═══ Text segment ═══

Another widely used form of treatment is the cold lime-soda process. In this the raw water is charged with lime and soda ash to certain carefully determined proportions. It is then allowed to stand for upwards of four hours, while the sludge is precipitated and allowed to settle. It is then passed through a filter, which arrests the impurities originally contained in solution — chiefly consisting of calcium carbonate and magnesium hydroxide, with the lime that was added in the precipitation process.

Hot Lime-Soda Process

A system giving a softer effluent is the hot lime-soda process, which has the additional advantage of more compact apparatus. In this, the water enters the softener at or near boiling point. The chemical treatment resembles that of the cold process, the same materials being added with the same results, namely, that they reduce calcium and magnesium to a precipitate of calcium carbonate and magnesium hydroxide. Precipitates formed in the hot process are larger and settle more quickly than those formed in the cold process, and it is this fact that makes the use of smaller settling tanks possible.

═══ Records ═══

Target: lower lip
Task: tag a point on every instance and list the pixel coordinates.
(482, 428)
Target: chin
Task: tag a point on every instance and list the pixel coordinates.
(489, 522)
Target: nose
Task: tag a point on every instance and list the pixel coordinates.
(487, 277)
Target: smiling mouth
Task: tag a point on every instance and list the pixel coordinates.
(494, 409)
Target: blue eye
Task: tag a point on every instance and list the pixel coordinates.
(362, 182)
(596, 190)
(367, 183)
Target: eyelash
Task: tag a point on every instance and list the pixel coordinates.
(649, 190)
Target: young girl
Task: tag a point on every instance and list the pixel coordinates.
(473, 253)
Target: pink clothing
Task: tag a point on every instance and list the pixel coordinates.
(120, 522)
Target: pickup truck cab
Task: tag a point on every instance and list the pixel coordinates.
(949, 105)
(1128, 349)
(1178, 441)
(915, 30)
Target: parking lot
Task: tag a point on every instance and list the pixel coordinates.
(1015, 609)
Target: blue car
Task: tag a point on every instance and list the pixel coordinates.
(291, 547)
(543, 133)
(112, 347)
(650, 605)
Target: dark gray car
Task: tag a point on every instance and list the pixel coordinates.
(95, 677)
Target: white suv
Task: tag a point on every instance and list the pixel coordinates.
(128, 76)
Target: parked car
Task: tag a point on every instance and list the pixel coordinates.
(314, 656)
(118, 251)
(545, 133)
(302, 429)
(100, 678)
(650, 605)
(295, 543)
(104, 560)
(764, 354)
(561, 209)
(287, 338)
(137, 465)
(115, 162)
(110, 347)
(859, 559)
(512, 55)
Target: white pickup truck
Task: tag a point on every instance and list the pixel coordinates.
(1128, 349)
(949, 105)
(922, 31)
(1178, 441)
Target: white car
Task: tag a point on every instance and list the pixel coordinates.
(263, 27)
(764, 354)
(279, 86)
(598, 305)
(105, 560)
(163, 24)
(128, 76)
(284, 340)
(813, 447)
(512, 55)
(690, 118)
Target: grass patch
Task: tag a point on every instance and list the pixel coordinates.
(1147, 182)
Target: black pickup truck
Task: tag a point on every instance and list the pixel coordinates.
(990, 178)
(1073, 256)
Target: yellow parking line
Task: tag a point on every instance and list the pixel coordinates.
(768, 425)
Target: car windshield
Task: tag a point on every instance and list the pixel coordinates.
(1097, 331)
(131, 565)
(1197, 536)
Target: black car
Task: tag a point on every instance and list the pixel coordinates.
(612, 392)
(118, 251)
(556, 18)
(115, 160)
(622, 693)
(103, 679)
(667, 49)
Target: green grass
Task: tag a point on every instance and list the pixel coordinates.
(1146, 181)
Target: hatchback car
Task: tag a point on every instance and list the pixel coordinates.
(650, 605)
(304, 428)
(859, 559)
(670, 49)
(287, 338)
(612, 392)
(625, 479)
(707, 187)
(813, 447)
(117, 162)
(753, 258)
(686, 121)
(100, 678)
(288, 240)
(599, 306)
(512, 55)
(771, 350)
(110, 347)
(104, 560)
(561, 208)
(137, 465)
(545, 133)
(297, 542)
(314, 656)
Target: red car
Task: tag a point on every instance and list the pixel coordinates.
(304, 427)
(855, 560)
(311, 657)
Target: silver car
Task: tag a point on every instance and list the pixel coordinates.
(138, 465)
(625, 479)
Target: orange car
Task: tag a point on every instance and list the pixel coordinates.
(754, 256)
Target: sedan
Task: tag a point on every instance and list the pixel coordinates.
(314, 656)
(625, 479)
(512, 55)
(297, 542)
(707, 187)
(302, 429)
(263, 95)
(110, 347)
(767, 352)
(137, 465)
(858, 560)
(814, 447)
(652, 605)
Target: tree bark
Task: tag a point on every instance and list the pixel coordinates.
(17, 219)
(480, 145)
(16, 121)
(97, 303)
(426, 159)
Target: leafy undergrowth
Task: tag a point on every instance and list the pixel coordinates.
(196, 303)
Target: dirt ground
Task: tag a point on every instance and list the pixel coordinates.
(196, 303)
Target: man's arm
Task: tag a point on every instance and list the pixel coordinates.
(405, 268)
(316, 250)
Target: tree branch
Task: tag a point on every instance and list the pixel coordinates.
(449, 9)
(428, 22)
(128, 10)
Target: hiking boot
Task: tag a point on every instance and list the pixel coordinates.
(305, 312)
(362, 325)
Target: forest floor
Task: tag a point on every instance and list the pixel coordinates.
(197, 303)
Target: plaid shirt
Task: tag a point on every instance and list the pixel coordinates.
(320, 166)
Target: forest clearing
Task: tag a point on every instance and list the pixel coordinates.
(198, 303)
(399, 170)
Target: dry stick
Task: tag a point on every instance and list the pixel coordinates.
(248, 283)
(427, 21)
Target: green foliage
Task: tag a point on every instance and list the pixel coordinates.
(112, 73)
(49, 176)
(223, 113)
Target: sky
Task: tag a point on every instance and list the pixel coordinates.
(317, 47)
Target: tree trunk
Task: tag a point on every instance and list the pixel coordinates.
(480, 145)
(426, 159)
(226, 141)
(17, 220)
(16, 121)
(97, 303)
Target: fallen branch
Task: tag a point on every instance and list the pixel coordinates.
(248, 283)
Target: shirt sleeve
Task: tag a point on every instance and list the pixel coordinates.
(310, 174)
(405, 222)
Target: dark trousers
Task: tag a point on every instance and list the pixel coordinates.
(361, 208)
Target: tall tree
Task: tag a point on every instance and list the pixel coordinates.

═══

Problems:
1) In the text on water softening, how long is the raw water left to stand in the cold lime-soda process?
2) Continue the text on water softening from its final sentence.

Responses in order:
1) Upwards of four hours.

2)
For the treatment of boiler feed in an ordinary stationary plant, all three main processes may be used. The relative advantages of the hot lime-soda and of the base exchange processes depend on various considerations revealed by a chemical analysis of the raw water. Water with a comparatively high bicarbonate (temporary) hardness is best dealt with by the hot lime-soda process.

The great variety of problems set up by hard water has effected a corresponding variety in the design and arrangement of water-softening installations. The cold lime-soda system may be combined with base exchange. A remarkable combined installation was installed recently at the Hams Hall Power Station, in Birmingham. The feedwater to be treated is used in a series of water

tube boilers carrying a working pressure of 375 lb. per sq. in. The ordinary base exchange plant does not deal with hot water.

In this installation the raw water passes first to a Lassen-Hjort lime-soda water softener, 36 feet high and of 20 feet diameter, incorporating a special measuring and mixing apparatus. This governs to a nicety the passage of the necessary chemicals from the mixing tank and regulates the proportion of chemicals to water. A reciprocating pump raises the solution from the mixing tank into the reservoir of the measuring apparatus.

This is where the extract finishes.